BRACELET ELECTRONIQUE, DE LA THÉORIE À LA CHEVILLE
Deux ans après avoir défendu le bracelet électronique comme solution à la surpopulation carcérale, Ismaïla Madior Fall en découvre les effets. Lorsque l'ironie du sort se combine à la mémoire infaillible des réseaux sociaux, la cruauté est au rendez-vous

(SenePlus) - Ismaïla Madior Fall, ancien ministre sénégalais de la Justice qui avait vanté les mérites du bracelet électronique à l'Assemblée nationale, en porte désormais un suite à son inculpation pour corruption présumée. Une ironie du sort qui fait le régal des réseaux sociaux.
L'issue de cette affaire dira si le bracelet électronique constitue finalement une chance pour Ismaïla Madior Fall. Quand il portait aux nues cette mesure devant les élus, le ministre précisait que « les cas de détournements de deniers publics » ne seraient pas « concernés » par le port du bracelet, sauf si l'on remboursait « l'intégralité des montants en question ».
Une précision qui, aujourd'hui, résonne avec une ironie particulière. L'ancien ministre de la Justice sous Macky Sall découvre désormais les effets de son innovation technologique sur sa propre cheville, après son inculpation par la Haute Cour de Justice pour « tentative de corruption ».
La scène remonte à l'adoption du budget 2023. Devant l'Assemblée nationale sénégalaise, Ismaïla Madior Fall défendait avec passion la modernisation de son département. Brandissant les composants d'un bracelet électronique, il lançait à la cantonade qu'on ne parlait pas « du futur » et que l'outil allait « régler le problème » de la surpopulation carcérale, grâce au « premier centre de surveillance des bracelets électroniques » d'Afrique de l'Ouest, comme le rappelle aujourd'hui Damien Glez dans sa chronique sur Jeune Afrique.

+++

# À faire
1. Pouvez-vous résumer en deux phrases l'article sur le bracelet électronique ?
2. Pouvez-vous reproduire à l'identique le passage de l'article sur le bracelet électronique qui commence par « La scène remonte » et se poursuit jusqu'à « sur Jeune Afrique. » ?

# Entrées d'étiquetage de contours
+++

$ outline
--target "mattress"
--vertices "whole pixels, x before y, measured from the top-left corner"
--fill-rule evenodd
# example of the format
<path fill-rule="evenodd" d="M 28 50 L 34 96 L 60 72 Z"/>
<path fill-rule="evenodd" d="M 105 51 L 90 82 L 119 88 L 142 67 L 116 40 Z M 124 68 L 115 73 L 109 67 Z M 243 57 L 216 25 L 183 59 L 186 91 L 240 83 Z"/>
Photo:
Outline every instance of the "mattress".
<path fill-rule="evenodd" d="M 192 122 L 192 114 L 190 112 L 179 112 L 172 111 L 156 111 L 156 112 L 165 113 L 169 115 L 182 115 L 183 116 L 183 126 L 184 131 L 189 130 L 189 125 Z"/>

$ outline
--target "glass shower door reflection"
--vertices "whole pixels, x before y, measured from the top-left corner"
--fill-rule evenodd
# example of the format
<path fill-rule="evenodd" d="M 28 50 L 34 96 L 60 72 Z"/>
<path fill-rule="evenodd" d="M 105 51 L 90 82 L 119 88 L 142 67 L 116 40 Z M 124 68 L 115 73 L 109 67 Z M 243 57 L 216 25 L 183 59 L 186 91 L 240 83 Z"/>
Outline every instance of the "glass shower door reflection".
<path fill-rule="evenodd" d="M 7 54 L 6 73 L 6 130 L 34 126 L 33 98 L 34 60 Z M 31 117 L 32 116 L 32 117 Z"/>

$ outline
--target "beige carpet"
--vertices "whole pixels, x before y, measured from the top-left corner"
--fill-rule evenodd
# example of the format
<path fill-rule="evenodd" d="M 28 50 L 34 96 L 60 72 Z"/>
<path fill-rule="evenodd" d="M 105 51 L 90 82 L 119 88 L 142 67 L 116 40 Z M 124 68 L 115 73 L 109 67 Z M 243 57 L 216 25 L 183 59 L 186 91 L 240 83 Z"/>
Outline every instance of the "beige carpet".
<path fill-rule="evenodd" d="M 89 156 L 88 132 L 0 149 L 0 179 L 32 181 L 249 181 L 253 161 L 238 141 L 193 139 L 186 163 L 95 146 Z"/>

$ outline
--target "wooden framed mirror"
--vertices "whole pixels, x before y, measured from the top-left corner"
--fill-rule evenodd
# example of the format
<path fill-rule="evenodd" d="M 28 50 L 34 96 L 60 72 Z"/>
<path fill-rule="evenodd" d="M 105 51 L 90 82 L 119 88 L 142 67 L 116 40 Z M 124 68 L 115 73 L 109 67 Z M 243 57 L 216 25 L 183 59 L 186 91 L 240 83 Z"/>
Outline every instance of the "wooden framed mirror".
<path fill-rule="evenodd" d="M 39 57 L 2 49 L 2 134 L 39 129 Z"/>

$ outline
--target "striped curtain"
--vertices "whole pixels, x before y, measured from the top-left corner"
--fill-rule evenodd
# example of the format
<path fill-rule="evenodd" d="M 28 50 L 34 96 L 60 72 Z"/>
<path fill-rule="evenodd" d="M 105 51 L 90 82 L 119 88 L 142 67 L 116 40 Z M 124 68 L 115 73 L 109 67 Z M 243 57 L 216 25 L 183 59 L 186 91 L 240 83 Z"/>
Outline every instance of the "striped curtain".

+++

# Réponses
1. Ismaïla Madior Fall, ancien ministre sénégalais de la Justice, porte désormais un bracelet électronique après son inculpation par la Haute Cour de Justice pour « tentative de corruption », alors qu'il en avait vanté les mérites à l'Assemblée nationale. Lors de l'adoption du budget 2023, il présentait cet outil comme la solution à la surpopulation carcérale, tout en précisant que les cas de détournements de deniers publics ne seraient pas concernés, sauf remboursement intégral des montants.

2.
La scène remonte à l'adoption du budget 2023. Devant l'Assemblée nationale sénégalaise, Ismaïla Madior Fall défendait avec passion la modernisation de son département. Brandissant les composants d'un bracelet électronique, il lançait à la cantonade qu'on ne parlait pas « du futur » et que l'outil allait « régler le problème » de la surpopulation carcérale, grâce au « premier centre de surveillance des bracelets électroniques » d'Afrique de l'Ouest, comme le rappelle aujourd'hui Damien Glez dans sa chronique sur Jeune Afrique.